Assigned task: Reproduce exactly the line with "Shelf-audit tool: tag the brick building" and the lines after it. Stop at the last line of the data and include nothing else.

━━━━━━━━━━━━━━━━━━━━━━━━━━━━━━

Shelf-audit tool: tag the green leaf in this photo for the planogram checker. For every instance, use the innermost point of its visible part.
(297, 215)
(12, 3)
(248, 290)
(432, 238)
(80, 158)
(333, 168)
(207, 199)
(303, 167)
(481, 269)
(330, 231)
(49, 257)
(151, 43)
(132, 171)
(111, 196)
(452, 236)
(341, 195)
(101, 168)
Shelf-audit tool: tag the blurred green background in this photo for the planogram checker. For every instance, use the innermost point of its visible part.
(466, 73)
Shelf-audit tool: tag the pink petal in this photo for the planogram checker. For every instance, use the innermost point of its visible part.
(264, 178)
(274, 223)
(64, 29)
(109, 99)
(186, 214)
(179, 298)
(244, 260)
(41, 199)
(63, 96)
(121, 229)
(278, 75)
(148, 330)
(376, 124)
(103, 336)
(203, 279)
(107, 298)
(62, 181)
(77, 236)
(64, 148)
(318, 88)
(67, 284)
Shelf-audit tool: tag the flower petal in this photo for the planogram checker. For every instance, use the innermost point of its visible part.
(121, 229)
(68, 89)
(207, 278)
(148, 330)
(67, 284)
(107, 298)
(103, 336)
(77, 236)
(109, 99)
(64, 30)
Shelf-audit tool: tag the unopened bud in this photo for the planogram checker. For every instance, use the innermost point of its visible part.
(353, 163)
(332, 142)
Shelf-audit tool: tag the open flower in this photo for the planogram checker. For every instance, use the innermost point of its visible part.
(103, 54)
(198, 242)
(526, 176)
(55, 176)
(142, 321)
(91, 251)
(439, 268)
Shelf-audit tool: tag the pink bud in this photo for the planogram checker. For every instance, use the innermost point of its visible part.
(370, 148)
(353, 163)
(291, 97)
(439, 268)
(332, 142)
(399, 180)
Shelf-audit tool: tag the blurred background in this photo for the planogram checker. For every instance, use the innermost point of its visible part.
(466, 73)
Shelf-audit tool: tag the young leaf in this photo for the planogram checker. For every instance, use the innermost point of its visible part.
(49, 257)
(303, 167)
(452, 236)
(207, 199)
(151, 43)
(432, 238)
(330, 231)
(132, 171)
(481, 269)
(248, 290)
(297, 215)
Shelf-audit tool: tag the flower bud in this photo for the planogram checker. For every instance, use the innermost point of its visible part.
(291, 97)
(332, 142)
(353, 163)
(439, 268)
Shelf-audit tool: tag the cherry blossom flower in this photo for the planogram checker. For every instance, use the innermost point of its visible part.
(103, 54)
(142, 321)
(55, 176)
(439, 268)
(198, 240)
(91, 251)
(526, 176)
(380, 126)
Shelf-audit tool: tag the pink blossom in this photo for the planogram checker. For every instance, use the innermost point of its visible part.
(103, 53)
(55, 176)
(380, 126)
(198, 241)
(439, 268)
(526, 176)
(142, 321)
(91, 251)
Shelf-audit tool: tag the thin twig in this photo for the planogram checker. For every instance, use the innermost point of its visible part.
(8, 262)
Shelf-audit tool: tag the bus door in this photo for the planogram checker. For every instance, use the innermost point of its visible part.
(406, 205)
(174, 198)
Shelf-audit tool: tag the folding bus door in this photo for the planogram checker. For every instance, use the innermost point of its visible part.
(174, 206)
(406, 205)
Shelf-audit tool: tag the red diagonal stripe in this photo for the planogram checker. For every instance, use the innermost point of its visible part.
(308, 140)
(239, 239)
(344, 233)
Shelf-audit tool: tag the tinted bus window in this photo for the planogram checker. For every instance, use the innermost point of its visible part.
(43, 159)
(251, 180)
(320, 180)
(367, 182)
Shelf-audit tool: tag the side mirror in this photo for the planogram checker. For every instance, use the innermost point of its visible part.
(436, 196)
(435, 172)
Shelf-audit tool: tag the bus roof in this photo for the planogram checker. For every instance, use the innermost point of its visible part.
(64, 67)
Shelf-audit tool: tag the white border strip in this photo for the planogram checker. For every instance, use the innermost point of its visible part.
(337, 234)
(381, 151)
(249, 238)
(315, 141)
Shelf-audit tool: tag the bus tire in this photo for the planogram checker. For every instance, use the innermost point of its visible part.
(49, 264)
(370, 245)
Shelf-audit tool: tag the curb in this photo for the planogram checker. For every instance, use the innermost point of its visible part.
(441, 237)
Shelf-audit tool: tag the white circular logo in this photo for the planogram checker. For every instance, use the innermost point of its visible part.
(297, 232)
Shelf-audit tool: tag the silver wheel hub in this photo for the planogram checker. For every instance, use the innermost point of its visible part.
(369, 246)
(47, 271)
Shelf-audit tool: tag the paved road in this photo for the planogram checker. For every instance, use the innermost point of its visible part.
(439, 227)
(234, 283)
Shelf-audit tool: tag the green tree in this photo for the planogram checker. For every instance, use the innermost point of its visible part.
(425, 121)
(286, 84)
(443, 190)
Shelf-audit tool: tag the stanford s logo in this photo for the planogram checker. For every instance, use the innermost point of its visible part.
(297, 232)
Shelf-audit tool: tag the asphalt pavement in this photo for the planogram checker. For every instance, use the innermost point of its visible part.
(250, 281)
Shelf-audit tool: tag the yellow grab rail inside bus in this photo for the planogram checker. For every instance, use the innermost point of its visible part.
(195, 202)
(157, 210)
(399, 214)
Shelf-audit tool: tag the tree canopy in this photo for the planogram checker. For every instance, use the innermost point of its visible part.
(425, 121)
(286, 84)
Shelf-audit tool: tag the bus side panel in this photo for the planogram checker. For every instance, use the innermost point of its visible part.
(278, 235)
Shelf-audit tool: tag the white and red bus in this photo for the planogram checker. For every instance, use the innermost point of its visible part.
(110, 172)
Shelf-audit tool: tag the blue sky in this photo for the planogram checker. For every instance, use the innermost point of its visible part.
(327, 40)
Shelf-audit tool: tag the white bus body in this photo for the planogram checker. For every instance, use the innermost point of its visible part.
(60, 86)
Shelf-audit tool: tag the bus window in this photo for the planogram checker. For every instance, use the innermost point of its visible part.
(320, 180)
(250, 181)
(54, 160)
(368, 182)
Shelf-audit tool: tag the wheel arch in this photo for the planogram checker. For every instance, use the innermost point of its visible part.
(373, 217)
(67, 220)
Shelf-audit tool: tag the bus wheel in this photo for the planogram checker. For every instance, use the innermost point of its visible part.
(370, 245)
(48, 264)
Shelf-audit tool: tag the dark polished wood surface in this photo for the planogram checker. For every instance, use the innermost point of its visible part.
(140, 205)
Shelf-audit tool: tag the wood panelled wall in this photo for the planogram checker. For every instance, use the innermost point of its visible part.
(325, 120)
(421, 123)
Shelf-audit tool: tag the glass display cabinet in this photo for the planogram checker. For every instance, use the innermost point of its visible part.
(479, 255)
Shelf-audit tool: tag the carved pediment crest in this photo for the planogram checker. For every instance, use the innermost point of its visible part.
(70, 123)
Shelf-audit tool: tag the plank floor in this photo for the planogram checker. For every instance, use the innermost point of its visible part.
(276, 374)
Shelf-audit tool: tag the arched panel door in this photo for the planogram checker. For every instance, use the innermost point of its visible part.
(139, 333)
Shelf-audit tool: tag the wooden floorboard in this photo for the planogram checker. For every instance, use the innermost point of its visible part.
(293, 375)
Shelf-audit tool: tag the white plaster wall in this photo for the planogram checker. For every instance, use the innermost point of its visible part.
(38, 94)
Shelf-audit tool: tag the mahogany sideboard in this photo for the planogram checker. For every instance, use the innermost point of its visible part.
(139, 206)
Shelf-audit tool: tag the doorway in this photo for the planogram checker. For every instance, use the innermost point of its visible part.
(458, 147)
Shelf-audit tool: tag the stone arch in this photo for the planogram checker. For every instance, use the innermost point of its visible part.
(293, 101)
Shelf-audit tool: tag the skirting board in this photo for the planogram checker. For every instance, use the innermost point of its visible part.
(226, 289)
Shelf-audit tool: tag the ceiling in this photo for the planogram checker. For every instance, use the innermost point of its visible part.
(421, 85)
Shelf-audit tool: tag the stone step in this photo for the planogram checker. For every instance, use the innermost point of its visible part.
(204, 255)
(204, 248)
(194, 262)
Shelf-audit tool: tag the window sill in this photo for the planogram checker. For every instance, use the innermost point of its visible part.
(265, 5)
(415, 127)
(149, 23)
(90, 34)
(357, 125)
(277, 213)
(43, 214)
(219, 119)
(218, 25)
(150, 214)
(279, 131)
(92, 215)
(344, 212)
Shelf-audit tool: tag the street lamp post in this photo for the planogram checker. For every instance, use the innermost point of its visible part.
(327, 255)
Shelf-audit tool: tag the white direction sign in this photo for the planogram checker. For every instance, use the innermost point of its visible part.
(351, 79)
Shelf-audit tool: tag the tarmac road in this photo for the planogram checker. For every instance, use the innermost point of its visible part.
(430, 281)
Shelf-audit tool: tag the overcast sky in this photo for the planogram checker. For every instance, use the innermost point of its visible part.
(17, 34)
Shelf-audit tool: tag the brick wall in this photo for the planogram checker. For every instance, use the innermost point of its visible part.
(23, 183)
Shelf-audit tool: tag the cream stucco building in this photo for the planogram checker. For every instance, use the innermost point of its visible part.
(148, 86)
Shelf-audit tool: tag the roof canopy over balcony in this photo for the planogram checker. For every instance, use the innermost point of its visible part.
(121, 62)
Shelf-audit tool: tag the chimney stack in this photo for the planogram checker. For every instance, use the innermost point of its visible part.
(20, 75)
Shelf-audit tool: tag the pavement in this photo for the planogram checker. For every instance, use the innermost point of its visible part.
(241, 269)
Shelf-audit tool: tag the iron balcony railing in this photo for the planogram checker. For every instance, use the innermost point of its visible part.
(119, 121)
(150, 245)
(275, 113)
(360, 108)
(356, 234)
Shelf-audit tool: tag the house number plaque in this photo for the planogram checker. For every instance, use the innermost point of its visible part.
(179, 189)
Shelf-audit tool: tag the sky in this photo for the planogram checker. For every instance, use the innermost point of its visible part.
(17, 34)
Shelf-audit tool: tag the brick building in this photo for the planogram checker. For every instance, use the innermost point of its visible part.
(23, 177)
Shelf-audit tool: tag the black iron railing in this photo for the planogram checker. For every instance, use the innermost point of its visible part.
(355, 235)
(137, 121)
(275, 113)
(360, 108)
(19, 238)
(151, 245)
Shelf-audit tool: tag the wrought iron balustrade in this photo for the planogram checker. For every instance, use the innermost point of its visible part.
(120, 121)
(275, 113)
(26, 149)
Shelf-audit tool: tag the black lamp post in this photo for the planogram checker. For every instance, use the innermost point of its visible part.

━━━━━━━━━━━━━━━━━━━━━━━━━━━━━━

Written answer:
Shelf-audit tool: tag the brick building in this photo for the planogram checker. For every instance, use the innermost point of its visible part.
(23, 177)
Shelf-audit tool: tag the black iron railing in this photo for the planogram checker. For every instance, use the innermost point of its visible part.
(355, 235)
(137, 121)
(275, 113)
(360, 108)
(19, 238)
(151, 245)
Shelf-audit tool: tag the wrought iron balustrade in this photo for the planogram checker. For every instance, use the innermost point of its visible part.
(120, 121)
(275, 113)
(26, 149)
Shelf-audit tool: tag the black lamp post in this photo for the planogram checker. For every instance, use the innermost point of its visible part.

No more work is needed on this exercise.